◆ **PAGE EXCERPT**:
# Kindle Touch skipping pages



## joangolfing (Sep 12, 2010)

I do all my reading on my Kindle Touch and have problems with the touch to turn pages.  It seems to skip ahead more than one page and I'm often looking for the spot I'm reading.  I swipe up and down getting to the beginning of the chapter I'm reading and then find my spot. Are there ways to avoid this page turning mistake.


----------



## Ann in Arlington (Oct 27, 2008)

I've never had that happen but the usual suggestion when a kindle doesn't seem to be working properly is to do a restart. You can do it through the software: menu/settings/menu/restart.  Or hold the button for a good 30-40 seconds (until your finger hurts, as Morf says) and then release it and let it restart.  You do want to make sure it's pretty well charged when you do this. . . . .


----------



## joangolfing (Sep 12, 2010)

I think my Touch is working properly.  I might need to review tapping or swiping to turn pages.  Any ideas there.


----------



## Betsy the Quilter (Oct 27, 2008)

◆ **EXERCISES TO COMPLETE**:
1 – Check three statements against the Kindle Touch thread and mark each yes or no, quoting the words of the thread that settle it. (a) A restart can be started through the software menu. (b) Ann in Arlington has had pages skip on her own Kindle. (c) joangolfing believes the Touch is malfunctioning.
2 – Please carry the Kindle Touch thread forward from the point where it stops.

◆ **DATA PROVIDED**:
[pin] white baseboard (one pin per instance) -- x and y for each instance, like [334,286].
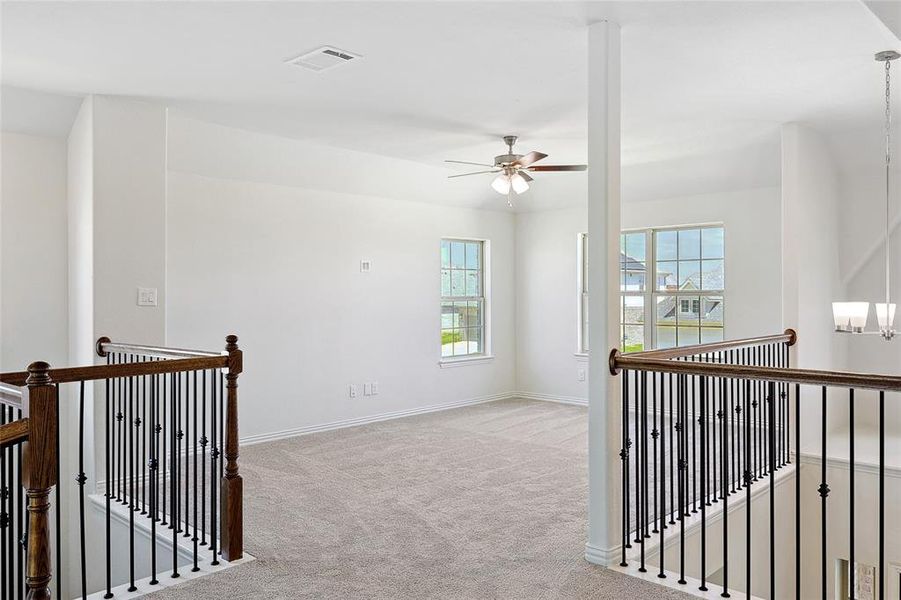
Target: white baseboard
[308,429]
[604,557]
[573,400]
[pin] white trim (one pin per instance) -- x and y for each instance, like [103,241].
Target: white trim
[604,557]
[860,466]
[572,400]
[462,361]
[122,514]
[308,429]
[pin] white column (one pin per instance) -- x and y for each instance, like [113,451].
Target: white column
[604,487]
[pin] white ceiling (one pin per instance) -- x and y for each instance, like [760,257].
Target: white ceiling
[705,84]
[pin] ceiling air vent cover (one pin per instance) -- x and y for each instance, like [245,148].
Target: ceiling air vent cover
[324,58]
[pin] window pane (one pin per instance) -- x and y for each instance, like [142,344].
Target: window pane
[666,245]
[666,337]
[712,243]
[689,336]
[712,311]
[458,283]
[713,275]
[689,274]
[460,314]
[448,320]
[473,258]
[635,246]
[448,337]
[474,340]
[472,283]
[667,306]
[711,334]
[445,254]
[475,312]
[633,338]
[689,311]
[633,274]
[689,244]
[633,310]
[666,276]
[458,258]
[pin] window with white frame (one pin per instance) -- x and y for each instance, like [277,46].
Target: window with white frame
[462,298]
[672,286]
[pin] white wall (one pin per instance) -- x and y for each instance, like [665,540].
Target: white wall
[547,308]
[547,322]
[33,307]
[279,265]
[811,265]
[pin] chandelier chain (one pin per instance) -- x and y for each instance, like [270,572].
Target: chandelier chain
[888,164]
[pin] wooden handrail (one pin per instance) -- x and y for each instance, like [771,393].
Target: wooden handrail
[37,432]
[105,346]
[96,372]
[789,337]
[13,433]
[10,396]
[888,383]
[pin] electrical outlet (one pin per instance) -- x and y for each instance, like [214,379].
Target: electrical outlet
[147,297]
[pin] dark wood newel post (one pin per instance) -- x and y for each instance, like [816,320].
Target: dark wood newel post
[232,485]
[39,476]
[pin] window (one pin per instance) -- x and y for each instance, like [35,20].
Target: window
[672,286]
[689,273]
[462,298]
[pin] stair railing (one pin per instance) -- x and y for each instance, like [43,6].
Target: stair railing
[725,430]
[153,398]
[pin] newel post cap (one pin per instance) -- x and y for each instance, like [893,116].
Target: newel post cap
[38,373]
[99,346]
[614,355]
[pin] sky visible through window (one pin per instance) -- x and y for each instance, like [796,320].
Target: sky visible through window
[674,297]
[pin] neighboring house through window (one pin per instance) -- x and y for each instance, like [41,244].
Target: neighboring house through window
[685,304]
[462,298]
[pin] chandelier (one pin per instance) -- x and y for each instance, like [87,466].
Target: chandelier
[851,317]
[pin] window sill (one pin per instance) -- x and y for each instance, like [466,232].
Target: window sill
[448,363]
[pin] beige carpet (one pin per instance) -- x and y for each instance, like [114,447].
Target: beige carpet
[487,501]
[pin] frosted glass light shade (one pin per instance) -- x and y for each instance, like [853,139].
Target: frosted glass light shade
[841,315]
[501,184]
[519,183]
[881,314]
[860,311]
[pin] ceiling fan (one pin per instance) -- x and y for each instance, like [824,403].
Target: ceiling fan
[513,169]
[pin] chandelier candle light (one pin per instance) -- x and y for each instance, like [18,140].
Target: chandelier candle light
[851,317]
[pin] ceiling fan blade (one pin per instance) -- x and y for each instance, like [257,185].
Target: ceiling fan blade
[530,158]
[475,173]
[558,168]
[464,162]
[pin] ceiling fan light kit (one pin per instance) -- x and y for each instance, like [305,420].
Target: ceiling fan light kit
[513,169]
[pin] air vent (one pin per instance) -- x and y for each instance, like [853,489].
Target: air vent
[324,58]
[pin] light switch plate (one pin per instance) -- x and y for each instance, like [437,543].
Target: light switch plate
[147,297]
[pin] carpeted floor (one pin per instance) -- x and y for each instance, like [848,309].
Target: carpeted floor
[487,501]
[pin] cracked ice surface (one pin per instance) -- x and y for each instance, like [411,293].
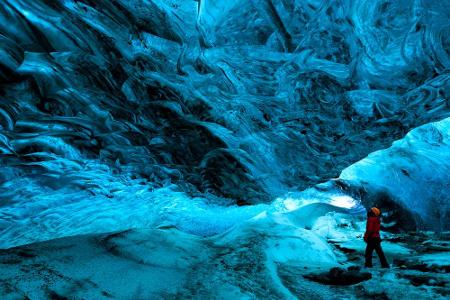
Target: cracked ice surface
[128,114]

---

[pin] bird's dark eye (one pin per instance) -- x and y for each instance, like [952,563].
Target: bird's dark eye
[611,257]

◆ **ANSWERS FOR THE TASKS**:
1 –
(a) Yes: "You can do it through the software: menu/settings/menu/restart."
(b) No: "I've never had that happen"
(c) No: "I think my Touch is working properly."

2 –
I just tap to turn pages on my Kindle Touch, no swiping.  And it's doesn't take mouch of a touch...because the Touch has an infrared screen, it's easy to have your finger just barely touch it and result in a double tap.

Betsy


----------



## joangolfing (Sep 12, 2010)

Ok, I'll work on my light tap since I might be holding it longer or double tapping.  I'll let you know what happens.


----------



## Betsy the Quilter (Oct 27, 2008)

Yes, try to focus on what you are doing when you tap.  Some people have mentioned having a cuff brush the screen and turn the page. The Paperwhite, on the other hand, has a capacitive screen, and requires and actual finger touch to turn the page.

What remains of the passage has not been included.